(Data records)
::::

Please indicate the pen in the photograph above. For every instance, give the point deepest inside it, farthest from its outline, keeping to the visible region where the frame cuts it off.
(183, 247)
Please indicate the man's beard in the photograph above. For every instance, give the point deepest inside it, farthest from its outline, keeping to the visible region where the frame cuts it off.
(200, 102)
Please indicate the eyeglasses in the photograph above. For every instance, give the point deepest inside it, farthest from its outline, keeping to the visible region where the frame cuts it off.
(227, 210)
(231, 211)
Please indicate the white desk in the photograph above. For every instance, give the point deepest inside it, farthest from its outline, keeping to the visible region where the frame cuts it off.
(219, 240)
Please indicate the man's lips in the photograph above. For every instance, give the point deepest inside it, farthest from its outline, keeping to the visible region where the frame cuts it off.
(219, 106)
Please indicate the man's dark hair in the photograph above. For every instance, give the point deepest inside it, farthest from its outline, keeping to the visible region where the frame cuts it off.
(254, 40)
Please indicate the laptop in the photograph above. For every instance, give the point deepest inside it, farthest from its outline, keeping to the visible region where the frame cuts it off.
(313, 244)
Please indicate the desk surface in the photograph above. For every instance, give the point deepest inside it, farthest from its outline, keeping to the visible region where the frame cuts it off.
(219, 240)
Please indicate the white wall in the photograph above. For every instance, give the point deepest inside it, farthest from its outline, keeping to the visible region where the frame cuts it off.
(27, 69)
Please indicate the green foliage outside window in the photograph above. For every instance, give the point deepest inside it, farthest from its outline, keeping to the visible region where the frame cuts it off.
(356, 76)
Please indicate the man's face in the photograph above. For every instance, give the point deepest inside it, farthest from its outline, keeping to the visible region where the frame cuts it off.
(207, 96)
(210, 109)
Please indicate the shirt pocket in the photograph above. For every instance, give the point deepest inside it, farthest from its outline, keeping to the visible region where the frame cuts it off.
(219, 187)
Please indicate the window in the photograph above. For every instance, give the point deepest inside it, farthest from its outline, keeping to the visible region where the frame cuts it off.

::::

▶ SHORT PROBLEM
Could you update the listing above so that "Please indicate" becomes "Mark" everywhere it appears, with nothing else changed?

▶ OUTPUT FOR THIS EXERCISE
Mark the pen in the photograph above. For every instance, give the point deepest inside it, farthest from its outline, keeping to the visible region where the frame cuts it off.
(183, 247)
Mark the man's beard in the photograph above. For every instance, give the point deepest inside it, farthest from its outline, keeping to the visible region where the frame cuts it off.
(200, 102)
Mark the eyeglasses in the photograph above. For every instance, give the point deepest inside it, farthest from its outline, keeping to the visible region where the frame cuts it off.
(227, 210)
(231, 211)
Mark the white desk in the photograph above. For every instance, give the point deepest inside it, farthest from its outline, keeping to the visible region where the frame cuts it off.
(219, 240)
Mark the man's lips in the photograph above. For every instance, give the point deepest inside it, farthest from its outline, keeping to the visible region where the frame cuts it off.
(219, 106)
Mark the man's dark hair in the photograph above. For every instance, give the point deepest inside it, farthest from its outline, keeping to the visible region where the frame cuts it off.
(254, 40)
Mark the laptop in the photograph above. For every instance, give the point deepest inside it, farthest from its outline, keeping to the visible region where the frame cuts it off.
(313, 244)
Mark the desk surface in the photograph above. For every instance, give the point deepest inside it, farthest from its outline, keeping to the visible region where the frame cuts it off.
(219, 240)
Mark the white wall in the photograph above. For every instance, give the point deepest inside it, farthest from its outline, keeping to the visible region where the frame cuts it off.
(27, 69)
Mark the green foliage outside window in the photograph above. For every instance, give the point deepest inside it, farthest from its outline, keeping to the visible region where the frame cuts it off.
(356, 76)
Mark the man's face in the photograph above. For every instance, give the point deepest inside it, farthest from its outline, keeping to the visible region where the frame cuts it off.
(207, 96)
(210, 109)
Mark the shirt pocket in the photograph above. For every instance, give the point deepest inside it, farthest from its outline, keeping to the visible region where the frame cuts it off.
(219, 187)
Mark the window in the photograph above. For every instance, give the point deepest inside it, farthest from its outline, keeping to the visible region where the frame cuts it off.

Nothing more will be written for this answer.